Below is an email that just popped into our inbox, from Paul Hughes, head of international media relations for Qatar's Supreme Committee of Delivery & Legacy (!). That makes him the main flack for the outfit that's overseeing the 2022 World Cup, which one international group expects to kill more people than the Troubles.
Tommy,
First allow me to introduce myself. My name is Paul Hughes and I am Head of International Media Relations for the Supreme Committee of Delivery & Legacy - the organization overseeing the 2022 World Cup in Qatar.
As Editor-in-Chief of Deadpsin, I assume you have built up a respectable pedigree in your field and have the highest standards. If that is indeed the case, sadly the article by your writer Tom Ley falls way short of those standards.
Firstly the headline; Qatar's World Cup Expected To Take More Lives Than 9/11.
Is it because an Arab country is hosting the World Cup you thought this was a clever and shocking headline? For the sake of coming across as a decent open-minded person, I certainly hope not. However, I can't really think of any other reason to bring such a damaging image into people's minds. Perhaps you can enlighten me...
And that's before we actually address the factual inaccuracies in the headline, let alone the report.
It is one thing for the ITUC to claim 4000 people will die building World Cup stadiums without any justification. It is another thing completely for media outlets with giant followings such as Deadspin just to take their word for it. Have you actually ever sat down and questioned that claim, or are you just accepting it as fact instead of the sound-bite it is?
'The ITUC concludes that the principal cause of all of these deaths is the horrible working conditions that migrant workers suffer through every day,'
Tommy, have you looked into the facts of this issue? Have you even asked your reporter to get some context or find out the cause of deaths in Qatar? Has it never crossed your mind it may be because of something other than construction incidents? If you have then I'm amazed a paragraph like this was allowed to appear on your website.
◆ ◆ ◆
◆ Work to do:
1 - According to the World Cup email, what position does Paul Hughes hold?
2 - From the World Cup email, extract the passage that begins at the words "Firstly the headline;" and stops after "alone the report.".
3 - Write what comes next in the World Cup email, picking up after its last sentence.

Labeled-object pointing records
◆ ◆ ◆
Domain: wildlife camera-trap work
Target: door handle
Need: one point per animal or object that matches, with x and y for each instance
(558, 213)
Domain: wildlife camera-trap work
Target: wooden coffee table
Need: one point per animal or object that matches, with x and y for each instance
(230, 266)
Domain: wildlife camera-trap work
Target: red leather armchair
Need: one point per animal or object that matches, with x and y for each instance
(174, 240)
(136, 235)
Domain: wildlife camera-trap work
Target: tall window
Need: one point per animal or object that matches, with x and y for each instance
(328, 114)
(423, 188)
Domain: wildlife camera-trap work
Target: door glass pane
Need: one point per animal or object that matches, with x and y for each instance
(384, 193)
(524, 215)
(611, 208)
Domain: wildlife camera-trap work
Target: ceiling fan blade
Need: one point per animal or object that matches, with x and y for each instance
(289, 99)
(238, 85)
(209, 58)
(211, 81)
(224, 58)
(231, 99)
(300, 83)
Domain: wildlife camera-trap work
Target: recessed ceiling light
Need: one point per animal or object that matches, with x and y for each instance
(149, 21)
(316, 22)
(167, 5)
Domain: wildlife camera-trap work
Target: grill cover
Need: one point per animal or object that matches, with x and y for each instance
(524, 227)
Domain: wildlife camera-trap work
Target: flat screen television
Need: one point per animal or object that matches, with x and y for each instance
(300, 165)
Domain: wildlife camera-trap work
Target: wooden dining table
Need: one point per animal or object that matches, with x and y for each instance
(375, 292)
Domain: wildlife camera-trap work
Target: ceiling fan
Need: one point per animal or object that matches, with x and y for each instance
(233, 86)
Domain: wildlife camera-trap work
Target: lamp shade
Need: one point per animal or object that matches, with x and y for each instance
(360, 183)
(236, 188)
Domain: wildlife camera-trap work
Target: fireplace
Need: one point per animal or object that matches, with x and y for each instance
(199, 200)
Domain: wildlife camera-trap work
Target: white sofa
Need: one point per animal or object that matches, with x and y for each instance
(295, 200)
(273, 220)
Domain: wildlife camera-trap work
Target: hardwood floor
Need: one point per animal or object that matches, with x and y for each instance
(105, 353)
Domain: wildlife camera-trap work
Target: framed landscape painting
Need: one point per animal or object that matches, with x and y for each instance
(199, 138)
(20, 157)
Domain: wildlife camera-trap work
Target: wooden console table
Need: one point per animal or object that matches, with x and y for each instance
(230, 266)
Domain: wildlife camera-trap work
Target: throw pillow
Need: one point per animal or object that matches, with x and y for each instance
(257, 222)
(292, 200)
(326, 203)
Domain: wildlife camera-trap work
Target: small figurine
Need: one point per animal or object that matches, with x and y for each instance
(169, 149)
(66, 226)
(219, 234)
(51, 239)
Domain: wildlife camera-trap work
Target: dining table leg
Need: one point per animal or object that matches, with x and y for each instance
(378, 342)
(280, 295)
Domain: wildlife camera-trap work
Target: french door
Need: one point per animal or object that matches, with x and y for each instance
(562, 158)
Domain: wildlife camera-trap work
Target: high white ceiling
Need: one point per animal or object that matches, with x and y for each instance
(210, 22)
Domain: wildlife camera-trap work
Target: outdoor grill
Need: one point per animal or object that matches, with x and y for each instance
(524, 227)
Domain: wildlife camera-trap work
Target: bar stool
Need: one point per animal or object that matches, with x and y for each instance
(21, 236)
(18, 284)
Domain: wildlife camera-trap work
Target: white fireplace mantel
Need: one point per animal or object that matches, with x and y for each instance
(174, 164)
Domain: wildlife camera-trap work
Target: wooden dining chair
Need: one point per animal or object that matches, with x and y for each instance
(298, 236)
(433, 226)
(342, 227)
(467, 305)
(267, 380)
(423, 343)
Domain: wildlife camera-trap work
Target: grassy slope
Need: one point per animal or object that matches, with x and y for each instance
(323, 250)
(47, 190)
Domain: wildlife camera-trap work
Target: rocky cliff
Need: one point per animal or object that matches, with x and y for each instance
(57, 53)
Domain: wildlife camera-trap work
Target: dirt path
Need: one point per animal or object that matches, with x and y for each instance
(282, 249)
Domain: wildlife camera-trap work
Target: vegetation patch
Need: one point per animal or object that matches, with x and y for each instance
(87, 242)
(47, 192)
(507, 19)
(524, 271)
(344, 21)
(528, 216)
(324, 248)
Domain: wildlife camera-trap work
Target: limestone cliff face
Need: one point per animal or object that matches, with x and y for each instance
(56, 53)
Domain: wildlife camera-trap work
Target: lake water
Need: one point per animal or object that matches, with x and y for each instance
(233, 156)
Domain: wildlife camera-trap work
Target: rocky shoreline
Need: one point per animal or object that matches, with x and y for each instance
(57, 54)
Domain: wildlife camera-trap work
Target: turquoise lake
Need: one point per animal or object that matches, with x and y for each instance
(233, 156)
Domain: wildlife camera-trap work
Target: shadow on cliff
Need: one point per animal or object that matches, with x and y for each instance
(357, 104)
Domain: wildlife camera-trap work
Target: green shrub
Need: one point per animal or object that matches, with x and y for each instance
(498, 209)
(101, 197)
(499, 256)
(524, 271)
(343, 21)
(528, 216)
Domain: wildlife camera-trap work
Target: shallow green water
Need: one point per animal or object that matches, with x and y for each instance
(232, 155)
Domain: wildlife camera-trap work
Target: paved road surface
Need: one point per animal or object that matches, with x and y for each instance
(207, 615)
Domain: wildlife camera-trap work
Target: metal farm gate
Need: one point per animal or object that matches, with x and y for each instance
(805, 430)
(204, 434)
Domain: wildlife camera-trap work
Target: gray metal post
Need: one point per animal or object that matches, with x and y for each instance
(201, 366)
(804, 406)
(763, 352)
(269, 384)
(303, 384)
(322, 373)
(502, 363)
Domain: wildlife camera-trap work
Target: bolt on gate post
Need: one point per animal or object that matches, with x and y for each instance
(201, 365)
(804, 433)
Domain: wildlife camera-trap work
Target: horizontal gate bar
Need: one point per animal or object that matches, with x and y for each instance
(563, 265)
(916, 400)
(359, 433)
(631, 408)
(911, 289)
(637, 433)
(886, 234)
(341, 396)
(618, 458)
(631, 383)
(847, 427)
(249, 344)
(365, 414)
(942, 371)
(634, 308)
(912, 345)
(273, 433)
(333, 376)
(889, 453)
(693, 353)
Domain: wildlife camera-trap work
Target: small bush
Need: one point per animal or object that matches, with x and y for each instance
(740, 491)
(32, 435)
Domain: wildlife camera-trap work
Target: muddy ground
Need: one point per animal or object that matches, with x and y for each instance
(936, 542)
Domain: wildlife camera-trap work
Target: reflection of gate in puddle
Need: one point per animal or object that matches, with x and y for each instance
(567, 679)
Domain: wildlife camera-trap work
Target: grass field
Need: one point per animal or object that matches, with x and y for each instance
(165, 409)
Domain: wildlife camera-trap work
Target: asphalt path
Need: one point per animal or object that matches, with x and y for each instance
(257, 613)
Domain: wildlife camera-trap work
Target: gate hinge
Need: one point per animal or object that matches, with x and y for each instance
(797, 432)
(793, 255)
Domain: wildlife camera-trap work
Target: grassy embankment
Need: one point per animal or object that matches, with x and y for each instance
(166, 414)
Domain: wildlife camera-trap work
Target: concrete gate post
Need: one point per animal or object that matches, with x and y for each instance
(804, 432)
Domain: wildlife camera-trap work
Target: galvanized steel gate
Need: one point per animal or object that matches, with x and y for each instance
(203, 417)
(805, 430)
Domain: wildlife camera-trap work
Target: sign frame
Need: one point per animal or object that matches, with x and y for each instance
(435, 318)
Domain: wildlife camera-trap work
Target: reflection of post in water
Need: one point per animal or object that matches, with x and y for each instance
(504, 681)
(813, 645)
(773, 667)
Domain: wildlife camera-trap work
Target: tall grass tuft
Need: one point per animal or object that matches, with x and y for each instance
◆ ◆ ◆
◆ Answer set:
1 - He is Head of International Media Relations for the Supreme Committee of Delivery & Legacy.

2 -
Firstly the headline; Qatar's World Cup Expected To Take More Lives Than 9/11.
Is it because an Arab country is hosting the World Cup you thought this was a clever and shocking headline? For the sake of coming across as a decent open-minded person, I certainly hope not. However, I can't really think of any other reason to bring such a damaging image into people's minds. Perhaps you can enlighten me...
And that's before we actually address the factual inaccuracies in the headline, let alone the report.

3 -
There are 500,000 Indians living in Qatar. Since 2011 around 450-500 Indians have died due to any number of reasons. Without diminishing the value of human life, I would urge you to at least consider those numbers for some sort of context to the mortality rate of that particular demographic.
Here's another fact. In almost 50,000 man hours, the Supreme Committee has not had one single injury or fatality on World Cup projects. [Ed. note: Huh?] That, unlike the ITUC's "estimation" is a fact. Another fact is that before the ITUC released this report, we had to contact them and point out several inaccuracies in their report which related to our Worker Welfare Standards and the accusations leveled at the Supreme Committee. These inaccuracies were duly noted in private even if not in public.
There are problems to be addressed in Qatar, problems the government are trying to fix right now. Following a two day investigation, an independent delegation from the European Parliament held a press conference in Doha tonight, acknowledging the government for their work in taking steps to progress the situation.
No-one is denying that things are not perfect. What we are being denied is the chance to put both sides of the story across. I would urge you to maintain the standards that got you to the position you now hold. I think your 600,000 followers deserve it.
In the meantime, I suggest you re-visit the headline. It is currently being reviewed by our legal team - not least because of the direct comparison to the worst atrocity on US soil. And in the future, please give careful consideration to future reports on Qatar.
Best regards,
For this to be anything but simpering horseshit from a hired gun, you'd have to accept that the massive migrant-worker fatality numbers reported by the Indian and Nepalese governments—conservative, according to the Guardian's reporting—are entirely false, or that not a single one of those dead workers was involved in any of the $100 billion worth of World Cup-related construction in Qatar. (You'd also have to believe that worker deaths are being classified accurately and not in a way convenient to the interests of Qatar's Supreme Committee of Delivery & Legacy.)
Also, "Without diminishing the value of human life ..." is the new "I'm not racist, but ..."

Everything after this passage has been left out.